▶ **TESTO FORNITO**

Ligabue è in ritardo per il tappo in tangenziale a Milano durante i giorni dello sciopero a oltranza dei tranvieri. Le chiacchiere finisce che le facciamo di sera, a tavola, in una baita (la Capanna Carla, si chiama), in mezzo a tutti che magnano e bevono, e pure noi. Da settimane il live dello show nei teatri dell'anno scorso, Giro d'Italia, è primo in classifica e questo potrebbe pure bastare per cercare di scovare cosa ci sia dietro a un consenso così popolare rock (non c'è verso, bisogna chiamarlo così) che dura da quasi 15 anni. Finisce che si parla come al solito di tutto. E viene fuori soprattutto l'Italia, come era, com'è diventata e come questa e quella Italia lì stia dentro tutte le storie cantate, scritte e girate da Ligabue. Che piaccia o meno, è inutile starne fuori. Conviene cercare di capirci qualcosa.

Da quanto tempo vi conoscete voi due (Luciano Ligabue e il manager Claudio Maioli, ndr)?
(Ligabue) - Maio dillo tu dai.
(Maioli) - Sì, nel 1987, quegli anni lì. Lavoravamo insieme alla radio. Perché poi, chi fa il cantante adesso, bene o male ha lavorato nella radio.
(Ligabue) - Be', Vasco ha fatto così. Allora io era sempre puntato su Punto Radio, la più bella radio che abbia mai sentito, quella dove c'era lui che faceva due programmi, uno di soul e dance e un altro... la sera che si chiamava Studio Aperto, no scusa, Spazio Aperto, e lì sentivi che aveva molte cose da dire.

▶ **Estratti da dati di annotazione per punti**
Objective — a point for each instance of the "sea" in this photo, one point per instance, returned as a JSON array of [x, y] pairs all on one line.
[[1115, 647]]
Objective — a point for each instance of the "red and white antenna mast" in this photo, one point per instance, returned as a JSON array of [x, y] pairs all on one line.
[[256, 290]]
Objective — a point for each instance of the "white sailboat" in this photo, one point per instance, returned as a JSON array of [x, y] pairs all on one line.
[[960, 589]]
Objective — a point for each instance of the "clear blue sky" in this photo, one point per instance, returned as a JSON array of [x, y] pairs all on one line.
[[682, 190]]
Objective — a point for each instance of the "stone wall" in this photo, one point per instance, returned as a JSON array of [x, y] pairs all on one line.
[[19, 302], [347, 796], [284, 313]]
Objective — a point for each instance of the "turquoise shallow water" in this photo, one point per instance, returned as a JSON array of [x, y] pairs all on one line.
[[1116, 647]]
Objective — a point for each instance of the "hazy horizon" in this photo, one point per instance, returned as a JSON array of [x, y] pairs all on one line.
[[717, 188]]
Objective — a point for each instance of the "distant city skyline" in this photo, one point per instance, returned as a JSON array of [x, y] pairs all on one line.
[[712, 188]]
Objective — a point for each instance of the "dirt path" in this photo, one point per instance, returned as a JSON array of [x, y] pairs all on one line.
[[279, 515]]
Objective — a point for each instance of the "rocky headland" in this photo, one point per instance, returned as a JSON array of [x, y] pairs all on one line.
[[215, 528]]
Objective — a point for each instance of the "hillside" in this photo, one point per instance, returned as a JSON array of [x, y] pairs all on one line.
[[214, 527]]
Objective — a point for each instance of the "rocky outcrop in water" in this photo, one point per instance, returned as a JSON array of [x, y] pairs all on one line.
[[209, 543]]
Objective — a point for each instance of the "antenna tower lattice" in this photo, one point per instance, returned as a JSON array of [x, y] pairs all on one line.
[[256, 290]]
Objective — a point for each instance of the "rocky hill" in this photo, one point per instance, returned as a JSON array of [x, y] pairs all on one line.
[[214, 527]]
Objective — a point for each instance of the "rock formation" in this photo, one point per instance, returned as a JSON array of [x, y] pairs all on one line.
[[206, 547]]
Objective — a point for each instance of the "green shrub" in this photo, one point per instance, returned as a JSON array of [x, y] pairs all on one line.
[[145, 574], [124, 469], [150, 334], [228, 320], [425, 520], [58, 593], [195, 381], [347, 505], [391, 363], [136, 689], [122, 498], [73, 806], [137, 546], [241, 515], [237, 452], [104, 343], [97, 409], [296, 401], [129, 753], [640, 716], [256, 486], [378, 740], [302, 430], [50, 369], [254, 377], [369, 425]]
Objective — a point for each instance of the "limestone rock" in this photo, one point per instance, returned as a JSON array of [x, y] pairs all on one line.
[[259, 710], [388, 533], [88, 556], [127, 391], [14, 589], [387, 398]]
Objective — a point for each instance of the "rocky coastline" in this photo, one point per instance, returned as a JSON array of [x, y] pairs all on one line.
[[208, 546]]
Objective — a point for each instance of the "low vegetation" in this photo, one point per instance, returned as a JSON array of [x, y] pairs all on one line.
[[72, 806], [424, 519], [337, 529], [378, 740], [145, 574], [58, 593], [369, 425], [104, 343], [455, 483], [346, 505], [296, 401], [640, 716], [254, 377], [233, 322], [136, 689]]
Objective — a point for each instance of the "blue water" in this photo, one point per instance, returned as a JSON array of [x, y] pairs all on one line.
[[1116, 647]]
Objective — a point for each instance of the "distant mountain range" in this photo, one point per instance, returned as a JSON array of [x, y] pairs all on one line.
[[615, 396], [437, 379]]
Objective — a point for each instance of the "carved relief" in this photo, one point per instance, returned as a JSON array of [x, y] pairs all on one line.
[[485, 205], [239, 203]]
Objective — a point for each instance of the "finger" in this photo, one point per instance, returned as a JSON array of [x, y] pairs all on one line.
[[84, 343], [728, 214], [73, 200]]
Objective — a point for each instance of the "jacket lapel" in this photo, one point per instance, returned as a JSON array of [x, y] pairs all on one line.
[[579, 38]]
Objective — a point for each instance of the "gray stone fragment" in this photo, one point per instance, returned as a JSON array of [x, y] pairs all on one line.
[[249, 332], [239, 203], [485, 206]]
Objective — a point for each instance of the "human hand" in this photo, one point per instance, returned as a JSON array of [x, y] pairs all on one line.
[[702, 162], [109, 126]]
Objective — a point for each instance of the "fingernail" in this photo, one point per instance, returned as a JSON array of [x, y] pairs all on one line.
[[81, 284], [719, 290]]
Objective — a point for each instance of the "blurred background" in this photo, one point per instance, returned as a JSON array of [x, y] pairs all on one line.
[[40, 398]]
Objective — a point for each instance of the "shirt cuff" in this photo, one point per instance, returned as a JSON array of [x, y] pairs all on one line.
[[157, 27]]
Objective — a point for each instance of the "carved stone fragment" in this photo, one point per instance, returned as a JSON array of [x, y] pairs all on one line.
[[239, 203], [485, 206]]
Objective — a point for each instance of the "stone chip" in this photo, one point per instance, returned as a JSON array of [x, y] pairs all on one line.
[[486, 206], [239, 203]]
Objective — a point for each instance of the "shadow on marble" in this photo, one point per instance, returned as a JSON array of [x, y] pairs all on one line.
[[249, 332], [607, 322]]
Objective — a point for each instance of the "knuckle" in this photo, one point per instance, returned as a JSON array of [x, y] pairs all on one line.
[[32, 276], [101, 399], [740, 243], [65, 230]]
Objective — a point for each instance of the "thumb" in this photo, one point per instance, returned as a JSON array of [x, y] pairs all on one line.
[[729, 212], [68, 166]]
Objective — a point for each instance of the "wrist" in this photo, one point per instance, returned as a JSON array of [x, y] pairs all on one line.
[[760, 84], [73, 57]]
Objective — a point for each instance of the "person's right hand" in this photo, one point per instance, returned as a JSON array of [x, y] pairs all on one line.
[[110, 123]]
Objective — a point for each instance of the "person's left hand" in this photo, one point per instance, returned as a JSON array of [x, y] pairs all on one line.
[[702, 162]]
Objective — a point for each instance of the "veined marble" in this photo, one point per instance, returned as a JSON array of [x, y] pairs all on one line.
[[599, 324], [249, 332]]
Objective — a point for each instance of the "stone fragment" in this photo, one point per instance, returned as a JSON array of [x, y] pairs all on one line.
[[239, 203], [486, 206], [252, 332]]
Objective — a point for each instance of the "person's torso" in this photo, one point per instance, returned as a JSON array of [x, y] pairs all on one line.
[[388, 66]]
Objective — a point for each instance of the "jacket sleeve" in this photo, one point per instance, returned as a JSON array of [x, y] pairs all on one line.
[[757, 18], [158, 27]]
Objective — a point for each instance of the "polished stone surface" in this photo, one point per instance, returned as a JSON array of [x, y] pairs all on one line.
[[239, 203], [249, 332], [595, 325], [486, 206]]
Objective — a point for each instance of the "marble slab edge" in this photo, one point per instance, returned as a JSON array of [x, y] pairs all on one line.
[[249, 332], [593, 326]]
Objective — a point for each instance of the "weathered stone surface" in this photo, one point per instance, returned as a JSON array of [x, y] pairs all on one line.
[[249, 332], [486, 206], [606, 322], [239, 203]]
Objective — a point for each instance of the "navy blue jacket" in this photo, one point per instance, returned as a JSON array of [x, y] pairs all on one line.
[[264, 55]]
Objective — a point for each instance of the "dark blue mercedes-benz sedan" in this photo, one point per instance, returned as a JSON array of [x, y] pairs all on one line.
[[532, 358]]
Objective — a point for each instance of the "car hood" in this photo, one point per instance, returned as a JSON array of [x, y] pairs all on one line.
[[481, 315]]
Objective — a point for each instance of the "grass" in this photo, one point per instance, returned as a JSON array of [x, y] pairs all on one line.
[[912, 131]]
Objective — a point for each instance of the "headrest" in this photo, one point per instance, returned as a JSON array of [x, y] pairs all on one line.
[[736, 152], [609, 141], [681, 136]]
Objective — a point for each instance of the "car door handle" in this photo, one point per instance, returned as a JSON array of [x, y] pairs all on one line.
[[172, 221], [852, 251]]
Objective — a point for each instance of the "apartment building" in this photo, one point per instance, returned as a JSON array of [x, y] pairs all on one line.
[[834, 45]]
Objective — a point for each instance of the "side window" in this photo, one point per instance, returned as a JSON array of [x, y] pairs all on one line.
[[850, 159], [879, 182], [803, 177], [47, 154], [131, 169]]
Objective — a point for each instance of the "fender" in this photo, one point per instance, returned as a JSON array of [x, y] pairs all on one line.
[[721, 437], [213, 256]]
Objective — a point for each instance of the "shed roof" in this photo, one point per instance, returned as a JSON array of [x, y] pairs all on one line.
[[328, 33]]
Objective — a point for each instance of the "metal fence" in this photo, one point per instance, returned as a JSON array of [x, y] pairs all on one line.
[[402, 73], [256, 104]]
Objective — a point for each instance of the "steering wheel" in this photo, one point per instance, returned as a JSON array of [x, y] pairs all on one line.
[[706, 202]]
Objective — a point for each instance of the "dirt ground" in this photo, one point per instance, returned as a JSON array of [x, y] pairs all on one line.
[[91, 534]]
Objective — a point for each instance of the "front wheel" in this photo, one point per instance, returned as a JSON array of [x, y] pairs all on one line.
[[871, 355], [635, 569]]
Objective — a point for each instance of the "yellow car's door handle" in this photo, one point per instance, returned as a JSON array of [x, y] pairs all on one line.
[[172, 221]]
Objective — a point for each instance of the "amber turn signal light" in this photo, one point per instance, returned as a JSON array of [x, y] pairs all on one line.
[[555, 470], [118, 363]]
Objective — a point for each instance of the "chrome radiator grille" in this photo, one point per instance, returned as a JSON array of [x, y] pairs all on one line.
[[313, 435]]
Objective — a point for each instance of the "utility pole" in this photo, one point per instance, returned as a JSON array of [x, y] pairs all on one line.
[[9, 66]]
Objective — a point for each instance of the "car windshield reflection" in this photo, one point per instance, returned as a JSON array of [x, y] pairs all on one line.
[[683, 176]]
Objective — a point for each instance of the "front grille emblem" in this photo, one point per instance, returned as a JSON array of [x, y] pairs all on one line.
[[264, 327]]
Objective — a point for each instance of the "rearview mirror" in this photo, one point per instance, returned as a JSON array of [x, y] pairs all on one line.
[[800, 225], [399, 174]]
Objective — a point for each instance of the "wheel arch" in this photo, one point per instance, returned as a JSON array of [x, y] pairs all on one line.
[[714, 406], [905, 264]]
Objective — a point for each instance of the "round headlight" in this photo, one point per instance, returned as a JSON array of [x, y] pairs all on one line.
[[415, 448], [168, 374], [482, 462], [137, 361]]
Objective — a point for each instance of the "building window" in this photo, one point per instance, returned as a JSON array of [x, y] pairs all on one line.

▶ **OBIETTIVO DELL'ESERCIZIO**
Riporta parola per parola il passo dell'intervista a Ligabue che va da "(Maioli) - Sì, nel" fino a "cose da dire." compreso.

▶ **RISPOSTA SVOLTA**
(Maioli) - Sì, nel 1987, quegli anni lì. Lavoravamo insieme alla radio. Perché poi, chi fa il cantante adesso, bene o male ha lavorato nella radio.
(Ligabue) - Be', Vasco ha fatto così. Allora io era sempre puntato su Punto Radio, la più bella radio che abbia mai sentito, quella dove c'era lui che faceva due programmi, uno di soul e dance e un altro... la sera che si chiamava Studio Aperto, no scusa, Spazio Aperto, e lì sentivi che aveva molte cose da dire.